TEXTABSCHNITT.
↓↓↓

Der Regen hat, vorübergehend, nachgelassen, und so findet die Premiere von „Hin und weg“ von Christian Zübert unter freiem Himmel statt. Gut gemacht ist der Film, traurig ist er, geht es doch um nichts weniger als Abschied, Abschied von einem Freund, der sich, wegen einer unheilbaren Krankheit für Sterbehilfe entschieden hat. Klingt entsetzlich nach Betroffenheitskino, ist es aber nicht, sicher auch dank der sehr guten Darsteller. Eine letzte Radtour, von Frankfurt nach Oostende, Abschied in Etappen, aber auch eine Geschichte von Freundschaft, vom Überwinden eigener Grenzen, erzählt mit viel Humor ohne das unausweichliche Ende dabei aus den Augen zu verlieren oder zu verkitschen.
In seiner zweiten Saison hat Carlo Chatrian seine letzte Unsicherheit abgelegt und überzeugt mit Witz und Wissen, geht fröhlich über seine Verhaspeler hinweg und zeigt sich als eloquenter Gastgeber, der soweit ein interessantes Programm zusammengestellt hat, in dem, entgegen dem Trend andere Festivals, eine grosse Anzahl Regisseurinnen vertreten sind.

↑↑↑

GEZEIGTES MATERIAL.
↓↓↓

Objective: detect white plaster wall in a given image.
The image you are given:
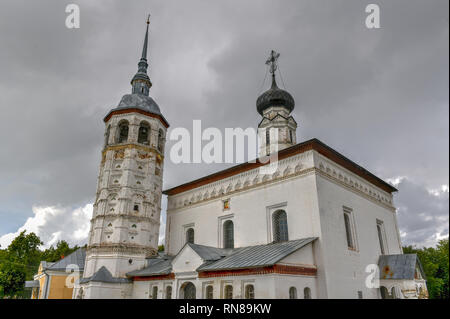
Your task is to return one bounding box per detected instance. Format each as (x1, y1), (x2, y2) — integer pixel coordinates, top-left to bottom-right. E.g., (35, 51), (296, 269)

↑↑↑
↓↓↓

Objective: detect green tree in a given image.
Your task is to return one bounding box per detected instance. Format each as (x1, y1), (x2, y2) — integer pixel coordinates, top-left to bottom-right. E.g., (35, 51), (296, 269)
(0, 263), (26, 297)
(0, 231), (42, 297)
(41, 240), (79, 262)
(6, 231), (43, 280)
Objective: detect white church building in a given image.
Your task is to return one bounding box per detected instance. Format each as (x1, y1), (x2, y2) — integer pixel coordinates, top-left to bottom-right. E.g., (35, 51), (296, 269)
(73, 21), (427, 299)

↑↑↑
↓↓↓

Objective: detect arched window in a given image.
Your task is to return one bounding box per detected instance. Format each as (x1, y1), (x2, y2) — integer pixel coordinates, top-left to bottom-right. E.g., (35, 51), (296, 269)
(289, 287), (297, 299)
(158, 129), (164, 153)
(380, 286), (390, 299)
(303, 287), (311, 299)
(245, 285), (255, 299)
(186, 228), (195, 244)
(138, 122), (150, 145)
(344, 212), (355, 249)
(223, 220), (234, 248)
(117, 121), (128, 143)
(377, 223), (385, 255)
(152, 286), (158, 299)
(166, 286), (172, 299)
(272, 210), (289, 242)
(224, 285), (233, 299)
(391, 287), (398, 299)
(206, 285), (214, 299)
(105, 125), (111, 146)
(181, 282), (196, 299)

↑↑↑

AUFGABE.
Beantworte diese Fragen zum Textabschnitt:
1. Von wem stammt der Film „Hin und weg“?
2. Von wo nach wo führt die letzte Radtour im Film?
3. In der wievielten Saison steht Carlo Chatrian?
Die Daten braucht man hier nicht.

ANTWORTFELD.
1. Von Christian Zübert.
2. Von Frankfurt nach Oostende.
3. In seiner zweiten Saison.